Goal 1
Answer these questions about the SelectFiles issue, one answer per line, marked the same way:
(a) What value does the first solution assign to sf.inputs.base_directory?
(b) Which list is given as the iterfield of the MapNode?
(c) What name is passed to Workflow in the JoinNode solution?

Provided passage
**********

Solution for exercise 2 in basic_data_input.ipynb does not demonstrate how to use SelectFiles

Open Shotgunosine opened this issue 7 years ago • 1 comments

The provided solution for exercise 2 in base_data_input.ipynb is as follows:

from nipype import SelectFiles, Node

# String template with {}-based strings
templates = {'anat': 'sub-01/ses-*/anat/sub-01_ses-*_T1w.nii.gz'}
             
# Create SelectFiles node
sf = Node(SelectFiles(templates),
          name='selectfiles')

# Location of the dataset folder
sf.inputs.base_directory = '/data/ds000114'

#sf.inputs.ses_name = 

sf.run().outputs

In particular the template line is not using the string formatting feature of SelectFiles at all. It seems like the SelectFiles interface differs from the DataGrabber interface in that it doesn't expand lists in its inputs automatically. It may be that SelectFiles is just busted, but the only way I could get SelectFiles to accept an iterable input was to wrap it in a MapNode like this:

from nipype import MapNode
template = {'anat': 'sub-{subject_id:02d}/ses-{ses_name}/anat/*_T1w.nii.gz'}

sf = MapNode(SelectFiles(template, 
                 force_lists=True,
                 base_directory='/data/ds000114/'),
             iterfield=['subject_id', 'ses_name'],
             name='select_files')
sf.inputs.subject_id = [1, 1]
sf.inputs.ses_name = ['test', 'retest']

sf_res = sf.run()
sf_res.outputs

This seems like kind of a crappy solution though, because if you want to get more than one subject you're typing out:

sf.inputs.subject_id = [1, 1, 2, 2]
sf.inputs.ses_name = ['test', 'retest', 'test', 'retest']

Alternatively, there is a solution using iterables and a JoinNode, but it's pretty ugly and completely specific to the case of just grabbing anats:

# write your solution here

from nipype import JoinNode, Node, Workflow, Function
template = {'anat': 'sub-{subject_id:02d}/ses-{ses_name}/anat/*_T1w.nii.gz'}

sf = Node(SelectFiles(template, 
                 force_lists=True,
                 base_directory='/data/ds000114/'),
             name='select_files')
sf.iterables = [('subject_id', (1,2)),
                ('ses_name', ('test', 'retest'))]

combine = lambda anat:list(anat)
jn = JoinNode(Function(input_names=['anat'],
                       output_names=['anat'],
                       function=combine),
              name='join_anat',
              joinsource=sf,
              joinfield='anat'
             )

def unpack_list(x):
    out_list = []
    for xx in x:
        out_list.extend(xx)
    return out_list

un = Node(Function(input_names=['x'],
                   output_names=['anat'],
                   function=unpack_list),
         name='unpack_anat')
wfsf = Workflow('sf_iterable', base_dir='/output/working_dir/')
wfsf.connect([(sf, jn, [('anat', 'anat')]),
              (jn, un, [('anat', 'x')])])
sf_res = wfsf.run()

**********

Goal 2
Identify every line of the listing below that contains the string "dark", and copy each one. Case counts.

**********

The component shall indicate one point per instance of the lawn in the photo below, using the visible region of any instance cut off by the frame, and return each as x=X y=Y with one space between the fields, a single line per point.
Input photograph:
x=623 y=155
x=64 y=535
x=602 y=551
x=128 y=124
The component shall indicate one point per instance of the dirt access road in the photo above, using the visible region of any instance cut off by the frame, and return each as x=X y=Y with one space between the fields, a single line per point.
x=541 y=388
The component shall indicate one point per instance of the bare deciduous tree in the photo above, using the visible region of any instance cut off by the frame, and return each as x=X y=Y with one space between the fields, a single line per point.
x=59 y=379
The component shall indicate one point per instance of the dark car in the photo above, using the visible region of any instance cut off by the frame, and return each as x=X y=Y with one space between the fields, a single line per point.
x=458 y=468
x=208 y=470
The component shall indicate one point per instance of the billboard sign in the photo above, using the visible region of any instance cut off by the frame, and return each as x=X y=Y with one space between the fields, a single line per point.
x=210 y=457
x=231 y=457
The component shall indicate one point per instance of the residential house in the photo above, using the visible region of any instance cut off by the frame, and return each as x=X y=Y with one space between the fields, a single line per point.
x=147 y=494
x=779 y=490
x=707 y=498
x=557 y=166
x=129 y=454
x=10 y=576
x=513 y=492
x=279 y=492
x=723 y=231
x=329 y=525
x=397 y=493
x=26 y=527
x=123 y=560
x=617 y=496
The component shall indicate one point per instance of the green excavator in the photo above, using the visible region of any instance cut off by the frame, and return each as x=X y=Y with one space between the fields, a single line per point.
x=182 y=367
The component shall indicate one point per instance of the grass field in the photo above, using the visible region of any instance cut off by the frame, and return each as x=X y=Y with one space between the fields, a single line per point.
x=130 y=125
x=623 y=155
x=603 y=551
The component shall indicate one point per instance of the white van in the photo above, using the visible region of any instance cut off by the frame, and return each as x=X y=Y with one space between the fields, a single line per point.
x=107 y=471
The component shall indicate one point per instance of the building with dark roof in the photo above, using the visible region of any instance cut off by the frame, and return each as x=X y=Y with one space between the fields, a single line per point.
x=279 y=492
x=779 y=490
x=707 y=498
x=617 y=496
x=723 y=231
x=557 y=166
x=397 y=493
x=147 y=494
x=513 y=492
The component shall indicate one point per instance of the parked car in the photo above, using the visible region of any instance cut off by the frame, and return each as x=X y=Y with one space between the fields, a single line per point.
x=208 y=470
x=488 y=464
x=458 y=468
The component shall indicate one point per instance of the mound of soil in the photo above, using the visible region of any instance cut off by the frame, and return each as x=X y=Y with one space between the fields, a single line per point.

**********

Written answer 1
(a) '/data/ds000114'
(b) ['subject_id', 'ses_name']
(c) 'sf_iterable'

Written answer 2
The component shall indicate one point per instance of the dark car in the photo above, using the visible region of any instance cut off by the frame, and return each as x=X y=Y with one space between the fields, a single line per point.
The component shall indicate one point per instance of the building with dark roof in the photo above, using the visible region of any instance cut off by the frame, and return each as x=X y=Y with one space between the fields, a single line per point.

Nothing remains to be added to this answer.